Your objective: Transcribe the listing below precisely, line by line, and omit any pictures from your answer.

Records provided:
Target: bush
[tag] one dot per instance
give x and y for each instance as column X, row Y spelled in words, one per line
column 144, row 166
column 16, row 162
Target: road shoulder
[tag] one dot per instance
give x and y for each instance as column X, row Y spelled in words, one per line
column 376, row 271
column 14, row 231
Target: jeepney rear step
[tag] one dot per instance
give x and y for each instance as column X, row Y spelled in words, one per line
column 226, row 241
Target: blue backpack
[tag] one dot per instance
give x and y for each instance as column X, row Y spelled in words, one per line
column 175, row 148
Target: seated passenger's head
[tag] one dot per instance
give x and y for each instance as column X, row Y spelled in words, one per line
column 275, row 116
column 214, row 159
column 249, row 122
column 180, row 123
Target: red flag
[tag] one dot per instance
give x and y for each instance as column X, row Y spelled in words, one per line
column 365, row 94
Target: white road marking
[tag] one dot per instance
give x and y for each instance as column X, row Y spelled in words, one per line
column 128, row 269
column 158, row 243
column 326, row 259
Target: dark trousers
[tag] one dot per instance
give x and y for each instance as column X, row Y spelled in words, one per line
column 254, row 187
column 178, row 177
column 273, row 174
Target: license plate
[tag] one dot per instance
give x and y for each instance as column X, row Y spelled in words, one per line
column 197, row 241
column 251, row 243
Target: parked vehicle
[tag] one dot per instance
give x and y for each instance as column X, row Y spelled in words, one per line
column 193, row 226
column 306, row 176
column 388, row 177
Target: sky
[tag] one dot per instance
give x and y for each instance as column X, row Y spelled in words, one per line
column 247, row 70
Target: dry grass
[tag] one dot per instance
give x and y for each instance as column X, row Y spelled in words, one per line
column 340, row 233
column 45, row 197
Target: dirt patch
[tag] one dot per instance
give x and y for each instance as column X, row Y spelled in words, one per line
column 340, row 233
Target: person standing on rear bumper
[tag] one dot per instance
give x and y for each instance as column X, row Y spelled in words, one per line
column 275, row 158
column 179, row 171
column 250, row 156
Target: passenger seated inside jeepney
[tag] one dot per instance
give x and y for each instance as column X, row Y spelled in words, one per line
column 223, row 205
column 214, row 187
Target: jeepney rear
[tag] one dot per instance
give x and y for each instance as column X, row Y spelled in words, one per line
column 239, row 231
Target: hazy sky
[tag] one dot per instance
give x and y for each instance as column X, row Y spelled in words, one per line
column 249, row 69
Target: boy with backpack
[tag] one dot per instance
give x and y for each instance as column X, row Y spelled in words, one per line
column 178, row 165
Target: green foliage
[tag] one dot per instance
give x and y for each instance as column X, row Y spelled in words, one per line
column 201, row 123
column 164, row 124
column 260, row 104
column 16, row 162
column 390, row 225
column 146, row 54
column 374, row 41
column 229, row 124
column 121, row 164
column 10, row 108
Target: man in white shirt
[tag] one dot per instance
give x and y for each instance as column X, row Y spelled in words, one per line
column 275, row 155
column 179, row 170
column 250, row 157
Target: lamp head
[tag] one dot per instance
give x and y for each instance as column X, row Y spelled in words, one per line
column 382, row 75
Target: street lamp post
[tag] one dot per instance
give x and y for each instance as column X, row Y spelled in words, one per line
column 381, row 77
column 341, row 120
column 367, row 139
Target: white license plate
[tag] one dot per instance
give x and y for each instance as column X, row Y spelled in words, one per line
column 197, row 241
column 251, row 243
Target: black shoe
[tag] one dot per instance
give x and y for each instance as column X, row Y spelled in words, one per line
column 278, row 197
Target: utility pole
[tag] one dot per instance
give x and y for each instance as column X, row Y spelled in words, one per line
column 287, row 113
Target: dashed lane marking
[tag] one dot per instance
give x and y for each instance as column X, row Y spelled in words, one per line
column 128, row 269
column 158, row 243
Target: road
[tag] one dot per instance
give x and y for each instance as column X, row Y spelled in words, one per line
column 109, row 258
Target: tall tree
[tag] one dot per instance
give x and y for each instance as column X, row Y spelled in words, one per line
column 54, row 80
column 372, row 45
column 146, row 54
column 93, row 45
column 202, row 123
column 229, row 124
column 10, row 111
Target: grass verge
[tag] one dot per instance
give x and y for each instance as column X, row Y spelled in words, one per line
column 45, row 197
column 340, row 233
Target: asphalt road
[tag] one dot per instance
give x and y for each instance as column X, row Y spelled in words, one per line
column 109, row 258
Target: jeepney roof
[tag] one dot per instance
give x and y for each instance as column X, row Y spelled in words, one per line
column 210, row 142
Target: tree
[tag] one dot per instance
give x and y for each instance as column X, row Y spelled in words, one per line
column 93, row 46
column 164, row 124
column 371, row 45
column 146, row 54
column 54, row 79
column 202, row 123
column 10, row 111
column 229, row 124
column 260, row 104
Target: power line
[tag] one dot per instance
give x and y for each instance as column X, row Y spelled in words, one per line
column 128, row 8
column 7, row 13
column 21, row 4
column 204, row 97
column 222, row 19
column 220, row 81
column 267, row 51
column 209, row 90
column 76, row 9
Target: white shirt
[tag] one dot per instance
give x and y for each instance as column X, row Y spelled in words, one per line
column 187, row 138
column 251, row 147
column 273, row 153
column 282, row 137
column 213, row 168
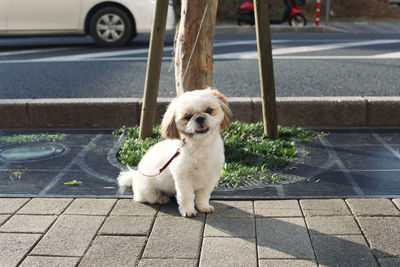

Task result:
Target: bush
[tag] one dot per instance
give x and y for each instance as column X, row Y spelled in words, one per line
column 144, row 166
column 16, row 162
Target: road shoulder
[tag] one dot per instance
give x and y for each instance as column X, row Y spelled in words, one per line
column 376, row 271
column 14, row 231
Target: jeepney rear step
[tag] one dot per instance
give x and y for each instance as column X, row Y spelled in words, one per line
column 226, row 241
Target: blue backpack
[tag] one dot per instance
give x and y for each instance as column X, row Y spelled in words, one per line
column 175, row 148
Target: seated passenger's head
[tag] one dot per instance
give x and y for each instance as column X, row Y spelled in words, one per line
column 275, row 116
column 214, row 159
column 249, row 122
column 180, row 123
Target: red flag
[tag] one dot per instance
give x and y for each instance as column X, row Y spelled in words, one per line
column 365, row 94
Target: white road marking
[tag] one dot per instance
give x and y for each instance as column X, row Y spelled in words, one per line
column 128, row 269
column 158, row 243
column 326, row 259
Target: dark trousers
[tag] one dot per instance
give x and y for each instance as column X, row Y spelled in words, one per line
column 254, row 187
column 178, row 177
column 273, row 174
Target: license plate
[tag] one dot per instance
give x and y for each instance as column X, row Y spelled in words, one per line
column 197, row 241
column 251, row 243
Target: parked vehicle
[tag] one dot per instance
give x and y for each instance as column X, row Y spelled in words, one per line
column 193, row 226
column 306, row 176
column 388, row 177
Target: sky
[tag] one dot per instance
give x and y for each instance as column X, row Y spelled in words, one per line
column 247, row 70
Target: dry grass
[tag] one dot per instance
give x and y for each instance as column X, row Y spelled in words, one per line
column 340, row 233
column 45, row 197
Target: dirt patch
[tag] one dot per instance
give x and y for each instance as column X, row Y spelled in words, one per line
column 340, row 233
Target: person standing on rear bumper
[tag] one dot per instance
give x and y for each instance as column X, row Y spelled in words, one per line
column 275, row 158
column 179, row 171
column 250, row 156
Target: passenger seated inside jeepney
[tag] one dot per instance
give x and y for each instance as column X, row Y spelled in words, one per line
column 223, row 205
column 214, row 187
Target: jeepney rear
[tag] one dot per instance
give x and y for each instance as column X, row Y spelled in words, one per line
column 239, row 231
Target: hazy sky
[tag] one dot per instance
give x and y for each instance as column X, row Y spelled in words, one per line
column 249, row 69
Target: boy with backpack
[tag] one dot per instance
give x and y for each instance as column X, row Y spelled in words, one per line
column 178, row 165
Target: green foliage
[tag] one dot per instance
give x and y for each instance as column X, row Y spelled in words, one per line
column 201, row 123
column 164, row 124
column 260, row 104
column 16, row 162
column 390, row 225
column 146, row 54
column 374, row 41
column 229, row 124
column 121, row 164
column 10, row 108
Target: man in white shirt
[tag] one dot per instance
give x and y for each instance as column X, row Y spelled in words, one per line
column 275, row 155
column 179, row 170
column 250, row 157
Target: lamp head
[tag] one dot per instance
give x and y for each instance as column X, row Y spelled in words, one per line
column 382, row 75
Target: street lamp post
[tag] one dot per instance
give x and y for each instance as column X, row Y spelled in words, one per line
column 381, row 77
column 341, row 120
column 367, row 139
Target: white license plate
[tag] one dot per instance
give x and y for each instance as column X, row Y spelled in words, one per line
column 197, row 241
column 251, row 243
Target: black shoe
[tag] one dot per instance
give x and y for each instance as column X, row Y spelled in words, one per line
column 278, row 197
Target: utility pole
[tag] one dot per instance
give x and y for each instance as column X, row Y spelled in words, one per line
column 287, row 113
Target: dashed lane marking
[tag] one dot per instance
give x and y for each instance as column X, row Y spelled in words, one per line
column 128, row 269
column 158, row 243
Target: road
[tag] one dot per instance
give x and y for each instance as column X, row Y spelled in words, one per line
column 109, row 258
Target: tall tree
[tag] one dot per instance
give x and y for each instance as column X, row Y spelled in words, one per line
column 54, row 80
column 372, row 45
column 146, row 54
column 93, row 45
column 202, row 123
column 229, row 124
column 10, row 111
Target: grass verge
[tag] one dot per instance
give x and y for each instance as column X, row Y spelled in words, one per line
column 45, row 197
column 340, row 233
Target: asphalt road
[tag] one dot per instance
give x and y for each instance as column X, row Y spelled in words, one per line
column 109, row 258
Target: jeepney roof
[tag] one dot per instance
give x and y for each instance as column X, row Y spelled in words, one per line
column 210, row 142
Target: tree
[tag] one dot per instance
give x and y for each instance as column X, row Y spelled in words, one per line
column 93, row 46
column 164, row 124
column 371, row 45
column 146, row 54
column 54, row 79
column 202, row 123
column 10, row 111
column 229, row 124
column 260, row 104
Target: power line
[tag] one dot per instance
give x and y for each instance as column X, row Y spelled in words, one per line
column 128, row 8
column 7, row 13
column 21, row 4
column 204, row 97
column 222, row 19
column 220, row 81
column 267, row 51
column 209, row 90
column 76, row 9
Target: white shirt
[tag] one dot per instance
give x and y for each instance as column X, row Y spelled in words, one per line
column 187, row 138
column 251, row 147
column 273, row 153
column 282, row 137
column 213, row 168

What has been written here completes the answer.